■ SUPPLIED ENTRIES
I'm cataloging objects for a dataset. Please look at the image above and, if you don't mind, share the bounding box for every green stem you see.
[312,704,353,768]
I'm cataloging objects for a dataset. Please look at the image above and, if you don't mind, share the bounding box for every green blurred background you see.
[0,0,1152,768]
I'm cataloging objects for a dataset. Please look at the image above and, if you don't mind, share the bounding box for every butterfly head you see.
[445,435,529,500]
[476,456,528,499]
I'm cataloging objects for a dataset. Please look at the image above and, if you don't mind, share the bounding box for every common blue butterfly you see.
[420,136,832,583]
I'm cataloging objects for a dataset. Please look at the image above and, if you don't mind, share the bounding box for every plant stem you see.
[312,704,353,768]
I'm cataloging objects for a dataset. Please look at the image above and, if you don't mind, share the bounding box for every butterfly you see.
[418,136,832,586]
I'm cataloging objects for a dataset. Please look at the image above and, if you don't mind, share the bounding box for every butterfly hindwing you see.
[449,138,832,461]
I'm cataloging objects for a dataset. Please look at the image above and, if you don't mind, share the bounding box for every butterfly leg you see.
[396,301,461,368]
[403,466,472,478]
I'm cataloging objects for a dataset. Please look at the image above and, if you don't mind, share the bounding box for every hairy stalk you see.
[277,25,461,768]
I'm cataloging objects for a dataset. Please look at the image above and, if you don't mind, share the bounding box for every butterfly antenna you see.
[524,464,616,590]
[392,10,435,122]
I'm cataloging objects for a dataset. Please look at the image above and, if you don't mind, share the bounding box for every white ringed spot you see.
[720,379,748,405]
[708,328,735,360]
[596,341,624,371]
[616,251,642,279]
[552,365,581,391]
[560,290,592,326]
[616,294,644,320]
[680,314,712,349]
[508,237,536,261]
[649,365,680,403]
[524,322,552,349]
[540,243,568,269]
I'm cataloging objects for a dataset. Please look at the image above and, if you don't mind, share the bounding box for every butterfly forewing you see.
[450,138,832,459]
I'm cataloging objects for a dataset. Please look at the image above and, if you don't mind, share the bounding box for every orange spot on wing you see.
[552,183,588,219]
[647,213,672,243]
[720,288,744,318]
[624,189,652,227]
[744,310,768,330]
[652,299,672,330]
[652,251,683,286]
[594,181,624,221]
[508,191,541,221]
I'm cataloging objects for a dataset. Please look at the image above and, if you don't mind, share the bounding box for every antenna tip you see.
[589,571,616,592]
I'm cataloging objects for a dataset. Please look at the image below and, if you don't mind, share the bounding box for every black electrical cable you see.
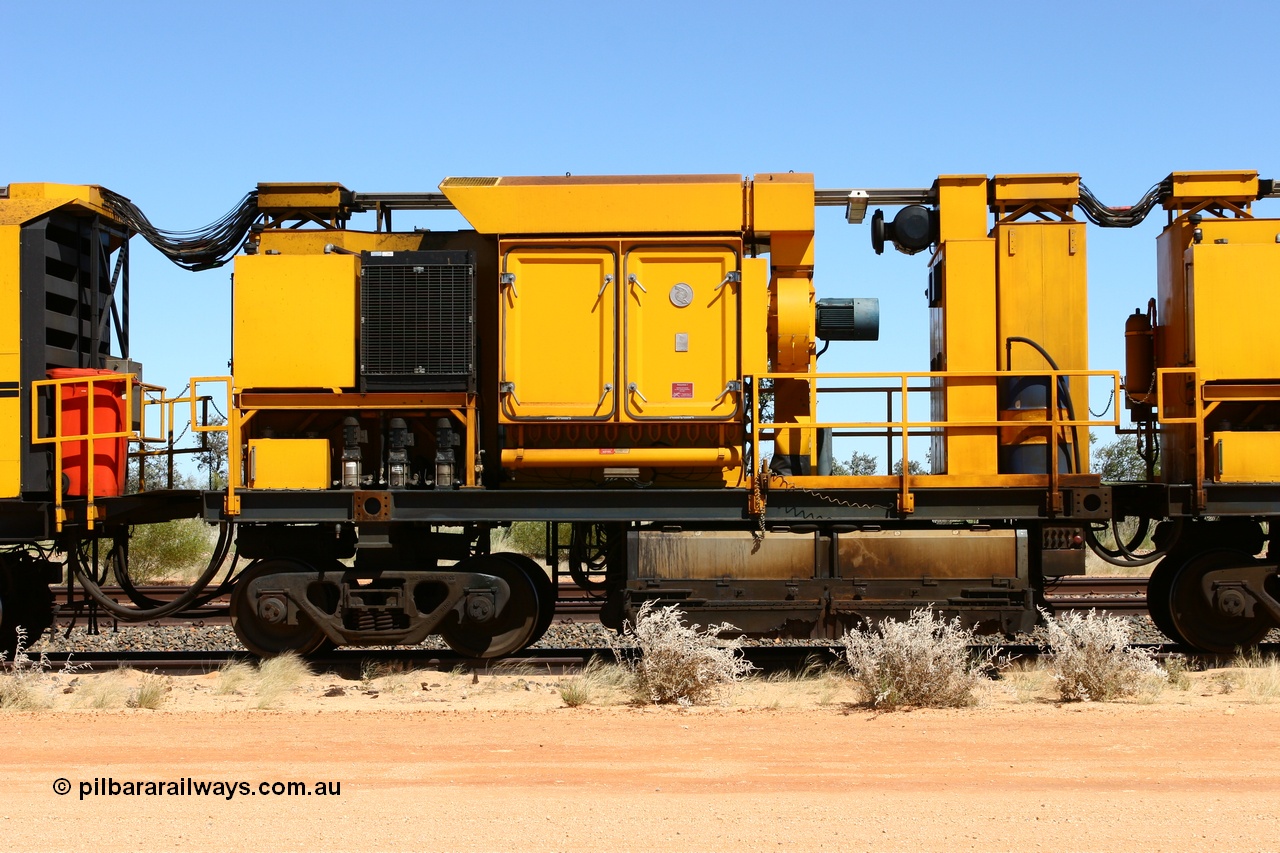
[1005,334,1083,474]
[1080,181,1167,228]
[67,524,234,622]
[102,190,259,272]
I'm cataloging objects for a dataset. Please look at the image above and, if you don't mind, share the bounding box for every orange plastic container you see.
[49,368,129,497]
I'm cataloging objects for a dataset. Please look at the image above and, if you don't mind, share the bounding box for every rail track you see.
[54,583,603,626]
[30,643,1280,675]
[54,576,1147,626]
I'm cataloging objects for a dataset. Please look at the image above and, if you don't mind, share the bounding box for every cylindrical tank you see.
[998,377,1074,474]
[1124,306,1156,403]
[49,368,129,497]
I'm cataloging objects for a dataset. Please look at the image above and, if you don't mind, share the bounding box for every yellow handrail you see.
[748,370,1121,512]
[31,373,143,533]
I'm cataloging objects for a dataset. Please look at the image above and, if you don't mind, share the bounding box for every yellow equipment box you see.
[1213,433,1280,483]
[232,255,358,388]
[248,438,329,489]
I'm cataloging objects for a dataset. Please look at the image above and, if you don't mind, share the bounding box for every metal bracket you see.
[714,379,742,402]
[716,269,742,291]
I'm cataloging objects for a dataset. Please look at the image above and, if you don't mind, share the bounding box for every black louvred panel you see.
[360,251,475,391]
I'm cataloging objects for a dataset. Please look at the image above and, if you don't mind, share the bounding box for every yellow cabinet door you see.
[622,246,742,421]
[499,248,617,423]
[232,255,360,388]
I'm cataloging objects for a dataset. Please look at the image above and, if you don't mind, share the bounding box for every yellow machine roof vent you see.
[440,178,502,187]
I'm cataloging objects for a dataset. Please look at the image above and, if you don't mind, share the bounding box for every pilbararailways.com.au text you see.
[54,776,342,799]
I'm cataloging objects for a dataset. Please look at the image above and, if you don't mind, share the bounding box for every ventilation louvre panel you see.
[360,251,475,391]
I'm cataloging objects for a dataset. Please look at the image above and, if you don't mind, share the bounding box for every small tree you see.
[831,451,879,476]
[893,459,925,476]
[196,415,227,489]
[1089,433,1147,483]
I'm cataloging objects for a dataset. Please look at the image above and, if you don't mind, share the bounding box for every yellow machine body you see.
[440,174,747,234]
[0,224,24,497]
[929,174,1088,475]
[232,255,360,389]
[440,173,814,482]
[1213,432,1280,483]
[247,438,330,489]
[1152,172,1280,497]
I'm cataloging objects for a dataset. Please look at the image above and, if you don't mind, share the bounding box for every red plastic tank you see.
[49,368,129,497]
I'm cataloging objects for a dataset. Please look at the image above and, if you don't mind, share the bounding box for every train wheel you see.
[0,555,54,650]
[1169,548,1275,654]
[230,560,329,657]
[440,555,541,658]
[494,551,558,646]
[1147,553,1187,643]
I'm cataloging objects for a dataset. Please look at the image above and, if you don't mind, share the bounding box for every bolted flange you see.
[467,593,494,622]
[257,596,289,625]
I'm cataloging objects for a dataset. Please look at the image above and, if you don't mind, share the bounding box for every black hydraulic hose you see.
[104,540,239,610]
[1005,334,1083,474]
[68,524,232,622]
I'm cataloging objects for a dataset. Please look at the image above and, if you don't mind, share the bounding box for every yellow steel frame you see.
[31,373,232,533]
[226,389,479,516]
[751,370,1120,514]
[31,373,154,533]
[1156,368,1280,510]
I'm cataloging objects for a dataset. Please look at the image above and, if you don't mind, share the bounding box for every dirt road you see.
[0,694,1280,853]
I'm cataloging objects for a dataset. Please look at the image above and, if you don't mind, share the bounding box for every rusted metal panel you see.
[836,529,1027,578]
[631,530,831,580]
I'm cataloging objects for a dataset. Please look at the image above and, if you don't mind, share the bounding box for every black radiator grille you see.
[360,251,475,391]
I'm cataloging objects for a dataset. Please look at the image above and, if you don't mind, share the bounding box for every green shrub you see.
[122,519,214,584]
[489,521,572,561]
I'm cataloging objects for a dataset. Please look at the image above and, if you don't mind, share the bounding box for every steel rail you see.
[22,643,1280,675]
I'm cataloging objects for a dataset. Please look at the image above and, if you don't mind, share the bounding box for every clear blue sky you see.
[0,0,1280,466]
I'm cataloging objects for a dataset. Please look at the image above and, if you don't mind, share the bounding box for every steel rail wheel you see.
[440,555,541,658]
[230,560,329,657]
[1147,552,1188,644]
[494,551,557,646]
[1169,548,1276,654]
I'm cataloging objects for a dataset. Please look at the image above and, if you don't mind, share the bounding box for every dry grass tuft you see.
[611,602,755,706]
[1162,654,1192,690]
[840,608,991,711]
[252,652,311,710]
[559,676,591,708]
[1032,610,1167,702]
[125,674,172,711]
[557,657,636,708]
[1233,649,1280,703]
[214,661,253,695]
[0,625,56,711]
[76,670,129,711]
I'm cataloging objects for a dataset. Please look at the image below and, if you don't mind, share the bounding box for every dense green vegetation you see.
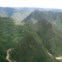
[0,10,62,62]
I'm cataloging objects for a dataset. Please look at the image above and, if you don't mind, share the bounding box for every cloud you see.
[0,0,62,9]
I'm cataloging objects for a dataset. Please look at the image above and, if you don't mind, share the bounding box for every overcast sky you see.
[0,0,62,9]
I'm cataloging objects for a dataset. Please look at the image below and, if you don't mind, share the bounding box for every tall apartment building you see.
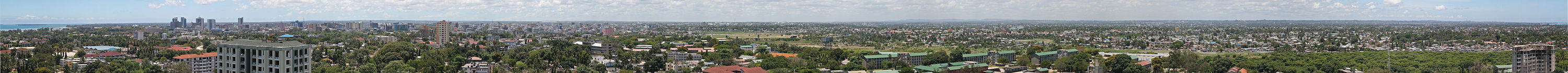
[169,17,185,28]
[1513,43,1557,73]
[430,20,453,43]
[174,53,218,73]
[215,40,315,73]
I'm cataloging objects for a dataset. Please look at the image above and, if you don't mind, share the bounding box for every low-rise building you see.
[463,62,495,73]
[172,53,218,73]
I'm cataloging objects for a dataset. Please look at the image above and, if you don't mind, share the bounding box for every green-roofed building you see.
[877,53,898,54]
[861,54,897,68]
[961,53,991,62]
[991,51,1018,64]
[1062,49,1077,57]
[1030,51,1062,64]
[914,62,991,73]
[872,70,898,73]
[212,40,315,73]
[898,53,931,64]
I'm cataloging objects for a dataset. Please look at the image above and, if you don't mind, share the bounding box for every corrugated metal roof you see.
[963,53,991,57]
[909,53,931,56]
[218,40,315,48]
[997,51,1018,54]
[864,54,892,59]
[1035,51,1057,56]
[82,46,119,51]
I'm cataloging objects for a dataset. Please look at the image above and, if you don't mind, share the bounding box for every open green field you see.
[704,33,793,38]
[1022,38,1054,43]
[754,40,950,53]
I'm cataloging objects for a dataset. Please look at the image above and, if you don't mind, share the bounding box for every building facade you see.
[174,53,218,73]
[1513,43,1557,73]
[215,40,315,73]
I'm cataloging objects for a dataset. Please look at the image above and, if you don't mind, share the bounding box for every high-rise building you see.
[235,17,251,28]
[431,20,453,43]
[1513,43,1557,73]
[169,17,185,27]
[180,17,191,27]
[209,19,218,30]
[293,20,304,27]
[172,53,218,73]
[216,40,315,73]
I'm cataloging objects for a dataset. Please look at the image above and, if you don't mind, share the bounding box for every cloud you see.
[147,3,163,8]
[196,0,223,5]
[16,14,103,20]
[147,0,187,8]
[419,11,459,17]
[193,0,1455,20]
[1383,0,1403,6]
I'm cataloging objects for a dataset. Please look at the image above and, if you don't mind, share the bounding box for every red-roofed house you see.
[1225,67,1247,73]
[82,51,125,57]
[174,53,218,73]
[702,65,768,73]
[1138,60,1154,68]
[166,46,191,51]
[757,53,795,57]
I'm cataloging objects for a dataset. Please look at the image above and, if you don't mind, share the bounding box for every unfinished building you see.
[1513,43,1557,73]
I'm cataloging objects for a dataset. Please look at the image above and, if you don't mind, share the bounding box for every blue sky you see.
[0,0,1568,24]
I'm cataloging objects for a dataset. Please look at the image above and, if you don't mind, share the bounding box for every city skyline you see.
[0,0,1568,24]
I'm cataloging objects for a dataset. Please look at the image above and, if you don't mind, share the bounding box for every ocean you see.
[0,24,82,30]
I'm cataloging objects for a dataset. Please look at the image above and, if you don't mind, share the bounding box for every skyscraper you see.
[1513,43,1557,73]
[180,17,191,27]
[169,17,185,27]
[196,17,212,30]
[431,20,452,45]
[237,17,251,28]
[209,19,220,30]
[216,40,315,73]
[293,20,304,27]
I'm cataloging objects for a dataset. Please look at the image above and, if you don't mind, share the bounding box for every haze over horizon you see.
[0,0,1568,24]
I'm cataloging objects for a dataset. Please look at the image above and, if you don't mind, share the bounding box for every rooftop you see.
[82,46,119,51]
[1035,51,1057,56]
[218,40,315,48]
[174,53,218,59]
[964,53,991,57]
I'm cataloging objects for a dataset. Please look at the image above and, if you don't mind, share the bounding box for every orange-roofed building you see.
[168,46,191,51]
[1225,67,1247,73]
[757,53,795,57]
[702,65,768,73]
[174,53,218,73]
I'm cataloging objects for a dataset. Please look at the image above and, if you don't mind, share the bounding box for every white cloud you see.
[419,11,461,17]
[147,0,185,8]
[147,3,163,8]
[1383,0,1402,5]
[193,0,1455,19]
[196,0,224,5]
[16,14,103,20]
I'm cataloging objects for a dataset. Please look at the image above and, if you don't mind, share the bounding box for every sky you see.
[0,0,1568,24]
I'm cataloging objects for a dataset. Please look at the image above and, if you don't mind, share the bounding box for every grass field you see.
[754,40,950,53]
[1022,38,1054,43]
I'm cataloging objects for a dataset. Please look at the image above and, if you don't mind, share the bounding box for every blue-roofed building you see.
[740,46,757,51]
[961,53,991,62]
[82,46,119,53]
[278,33,295,38]
[1030,51,1062,64]
[861,54,898,68]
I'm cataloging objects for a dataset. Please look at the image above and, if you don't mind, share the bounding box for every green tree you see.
[1101,54,1149,73]
[1051,51,1093,71]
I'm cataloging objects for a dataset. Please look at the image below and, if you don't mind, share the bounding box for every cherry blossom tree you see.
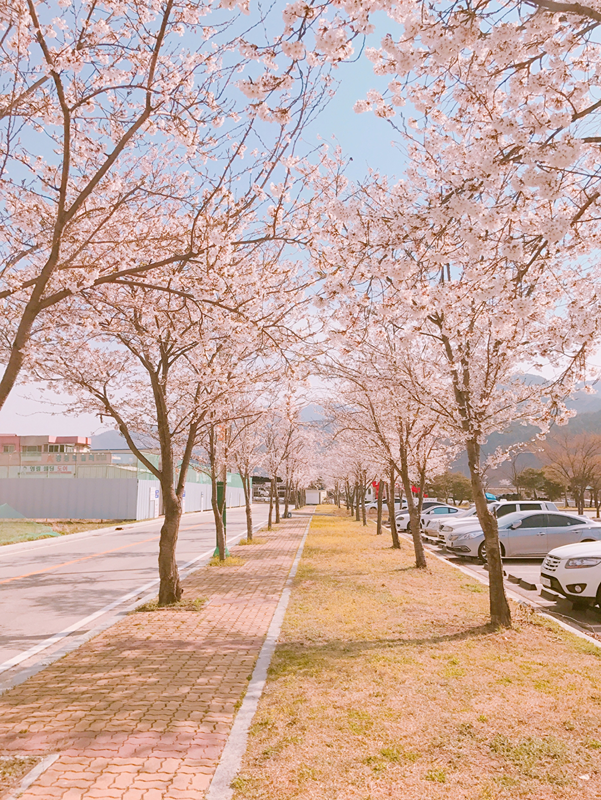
[0,0,376,408]
[320,125,597,625]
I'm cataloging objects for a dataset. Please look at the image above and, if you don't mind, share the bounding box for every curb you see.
[205,519,311,800]
[0,512,265,696]
[4,753,59,800]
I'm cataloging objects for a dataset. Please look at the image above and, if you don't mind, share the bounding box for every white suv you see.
[540,541,601,605]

■ TASK OBJECTIVE
Reproduce word for word the part of the items that opens with the line containing "road you see." and closes with the line containing "[0,694,1280,853]", both lines included.

■ SOLUTION TO THIS TASK
I'm cataloging objects for a dataset. Please look at the image above and, if you don't mind, share the bounding box for every dirt road you see.
[0,694,1280,853]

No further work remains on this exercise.